» **Alıntı metin**:
----

Gözün kökü öz! Namaz “gözümün nuru” olarak vasfedilmiş Efendimiz tarafından. Namaz bizim gözümüzdür. Gözümüz yani canımız, her şeyimiz! Kulak sonraki iş. Asıl iş gözün gibi bakmakta namaza…
Güzel şeyleri özlemek, istemek lazım. Her şeyin çok güzel olmasını istiyoruz. Kim istemiyor ki? Lakin güzel olandan ne kadar haberimiz var?
Güzel kelimesi hangi kelimelerle bir araya gelebilir? Binlerce! Sözlüklere güzel kelimesi hangi kelimelerle birlikte girmiş diye bir bakınayım dedim. Önce atasözlerine baktım. Ardından deyimler sözlüğüne. Sonra da Türkçe sözlüklere baktım, bakın karşıma neler çıktı:
“Tüy güzelliği hamamdan eve, huy güzelliği Urum’dan Şam’a” demiş atalar. Şekil güzelliğinin ömrünün kısa olduğunu ifade etmişler. Huyu güzel olanın tesir alanının da geniş olduğunu söylemişler. Yüzü güzel ile huyu güzeli ayırmayıp “Yüzü güzel olanın huyu da güzel olur” diyenlerimiz olduğu gibi “Güzele kırk günde doyulur, iyi huyluya kırk yılda doyulmaz” diyerek yüzü güzel olanların huyu güzel olmazsa pek de tadının olmayacağını ima edenler de olmuş.
Güzelin kendisinin iyi veya kötü biri olmasından öte atalardan güzelliğin başa bela olduğunu, kavga sebebi olduğunu söyleyenler de olmuş.
Güzel Kavgası
Güzelin başına üşüşenlerden dolayı “Güzel kanda (nerde) kavga orda” demişiz. “Güzellerin talihi çirkin olur” da demişler. Güzelin başına gelmeyen kalmaz. Zira güzeli herkes sever, onu kimse paylaşamaz; ille benim olsun ister. Aklı başında olan güzel de kendisini ister istemez biraz saklamak, geri tutmak durumunda hisseder. Bundan olsa gerek “Güzel bürünür çirkin görünür” diye bir atasözü de oluşmuş kültürümüzde. Günümüzde güzelliğini gösterme yarışına girişenlerin aslında çirkin bir amel gerçekleştirdiklerini yüzyıllar öncesinden söylemiş atalar. Her şeyin en münasibi ne ise onu yapmak gerektiğini söyleyen büyükler “Ağaç yaprağıyla güzeldir” demişler. Bu atasözü tesettürün güzelliğine yorumlanabilecek bir atasözü. Tesettürü, örtünmeyi, örtünme ihtiyacının güzelliğini usta yazar Rasim Özdenören Kent İlişkileri kitabında çok güzel anlatır.
Aldatıcı Güzel
“Güzele ne yaraşmaz” da demiş büyükler. Güzele bakmak sevaptır, amenna ama güzele güzel bakmak sevaptır. Amelimizi çirkinleştirecek bir bakış ile güzelliğe yaklaşmak güzeli de murdar edebilir.

----

» **Verilen görev A**:
Alıntı metne göre şu soruları cevaplayın:
(i) Namazı "gözümün nuru" olarak kim vasfetmiş?
(ii) Yazar sözlükleri incelerken önce neye bakmış?
(iii) Rasim Özdenören örtünmenin güzelliğini hangi kitabında anlatır?
Girdilerin alıntı metinle hiçbir ilgisi yoktur.

» **Çıkarılan girdiler**:
----

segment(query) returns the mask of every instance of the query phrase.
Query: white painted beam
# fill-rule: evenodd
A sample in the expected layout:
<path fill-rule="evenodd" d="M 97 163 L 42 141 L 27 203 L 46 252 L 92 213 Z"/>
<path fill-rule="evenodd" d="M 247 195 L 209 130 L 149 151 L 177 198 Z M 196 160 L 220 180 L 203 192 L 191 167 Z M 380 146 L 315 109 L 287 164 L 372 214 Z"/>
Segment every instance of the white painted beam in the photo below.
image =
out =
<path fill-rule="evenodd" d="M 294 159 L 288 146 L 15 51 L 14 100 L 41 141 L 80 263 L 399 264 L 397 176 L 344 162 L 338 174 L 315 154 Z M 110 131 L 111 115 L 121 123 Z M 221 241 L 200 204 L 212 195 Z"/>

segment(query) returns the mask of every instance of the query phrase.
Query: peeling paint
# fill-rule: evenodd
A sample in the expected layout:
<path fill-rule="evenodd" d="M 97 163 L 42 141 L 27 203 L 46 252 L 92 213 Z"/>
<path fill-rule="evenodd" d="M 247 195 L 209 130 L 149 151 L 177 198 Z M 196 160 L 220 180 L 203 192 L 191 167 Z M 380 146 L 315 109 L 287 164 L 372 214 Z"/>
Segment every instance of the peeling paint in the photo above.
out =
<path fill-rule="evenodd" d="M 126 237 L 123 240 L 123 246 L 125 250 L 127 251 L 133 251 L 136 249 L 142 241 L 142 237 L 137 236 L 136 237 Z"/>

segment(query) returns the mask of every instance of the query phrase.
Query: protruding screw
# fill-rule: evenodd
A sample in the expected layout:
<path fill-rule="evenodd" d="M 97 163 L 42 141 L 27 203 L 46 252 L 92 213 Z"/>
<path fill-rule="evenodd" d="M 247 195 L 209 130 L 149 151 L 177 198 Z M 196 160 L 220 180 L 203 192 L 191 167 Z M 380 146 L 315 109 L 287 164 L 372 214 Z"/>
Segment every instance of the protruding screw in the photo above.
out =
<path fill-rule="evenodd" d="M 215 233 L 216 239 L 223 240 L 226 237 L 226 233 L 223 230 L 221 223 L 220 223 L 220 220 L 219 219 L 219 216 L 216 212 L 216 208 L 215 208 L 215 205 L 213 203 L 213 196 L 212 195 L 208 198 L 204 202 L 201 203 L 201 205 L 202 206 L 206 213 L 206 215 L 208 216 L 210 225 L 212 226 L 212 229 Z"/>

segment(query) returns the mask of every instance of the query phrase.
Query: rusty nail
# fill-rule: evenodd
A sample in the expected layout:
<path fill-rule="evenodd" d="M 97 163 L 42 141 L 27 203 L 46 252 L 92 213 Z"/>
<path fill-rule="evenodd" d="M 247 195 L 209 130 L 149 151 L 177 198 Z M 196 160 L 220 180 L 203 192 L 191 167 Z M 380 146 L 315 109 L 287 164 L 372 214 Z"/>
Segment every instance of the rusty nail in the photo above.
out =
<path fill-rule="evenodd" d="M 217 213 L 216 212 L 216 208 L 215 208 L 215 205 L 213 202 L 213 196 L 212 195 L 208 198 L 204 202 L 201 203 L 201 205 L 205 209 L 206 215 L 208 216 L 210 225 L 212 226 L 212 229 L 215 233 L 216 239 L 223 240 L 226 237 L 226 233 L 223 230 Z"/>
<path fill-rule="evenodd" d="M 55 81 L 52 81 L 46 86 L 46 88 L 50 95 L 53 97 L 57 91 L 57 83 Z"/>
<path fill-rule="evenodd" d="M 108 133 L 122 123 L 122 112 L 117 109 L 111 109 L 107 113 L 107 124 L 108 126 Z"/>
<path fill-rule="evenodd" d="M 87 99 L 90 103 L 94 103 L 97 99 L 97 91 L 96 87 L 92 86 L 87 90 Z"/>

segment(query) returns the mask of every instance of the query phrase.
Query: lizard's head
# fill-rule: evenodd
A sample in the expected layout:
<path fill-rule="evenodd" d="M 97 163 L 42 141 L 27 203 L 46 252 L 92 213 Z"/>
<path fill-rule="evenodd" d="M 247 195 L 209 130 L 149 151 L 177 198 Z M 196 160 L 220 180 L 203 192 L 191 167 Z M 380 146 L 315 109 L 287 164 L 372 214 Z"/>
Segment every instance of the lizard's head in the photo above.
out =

----

» **Verilen görev B**:
Girdilerin başından "294 159 L 288" içeren satıra kadar olan kısmı, iki uç da dahil, her satır bir dize olacak şekilde JSON listesine dönüştürün; boş satırları almayın.

» **Cevap A**:
(i) Efendimiz
(ii) Atasözlerine
(iii) Kent İlişkileri

» **Cevap B**:
[
  "segment(query) returns the mask of every instance of the query phrase.",
  "Query: white painted beam",
  "# fill-rule: evenodd",
  "A sample in the expected layout:",
  "<path fill-rule=\"evenodd\" d=\"M 97 163 L 42 141 L 27 203 L 46 252 L 92 213 Z\"/>",
  "<path fill-rule=\"evenodd\" d=\"M 247 195 L 209 130 L 149 151 L 177 198 Z M 196 160 L 220 180 L 203 192 L 191 167 Z M 380 146 L 315 109 L 287 164 L 372 214 Z\"/>",
  "Segment every instance of the white painted beam in the photo below.",
  "image =",
  "out =",
  "<path fill-rule=\"evenodd\" d=\"M 294 159 L 288 146 L 15 51 L 14 100 L 41 141 L 80 263 L 399 264 L 397 176 L 344 162 L 338 174 L 315 154 Z M 110 131 L 111 115 L 121 123 Z M 221 241 L 200 204 L 212 195 Z\"/>"
]